**PROBLEM DETAILS:** Render these rows as a numbered list with no blank lines, and leave the pictures out.

**RECORD EXTRACTS:**
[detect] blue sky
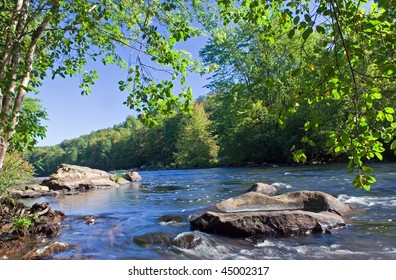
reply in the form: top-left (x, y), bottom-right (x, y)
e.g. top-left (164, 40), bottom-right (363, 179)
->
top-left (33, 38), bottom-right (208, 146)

**ANSWER IN FULL:**
1. [detect] blue sky
2. reply in the form: top-left (x, y), bottom-right (x, y)
3. e.g. top-left (164, 40), bottom-right (363, 179)
4. ->
5. top-left (33, 38), bottom-right (208, 146)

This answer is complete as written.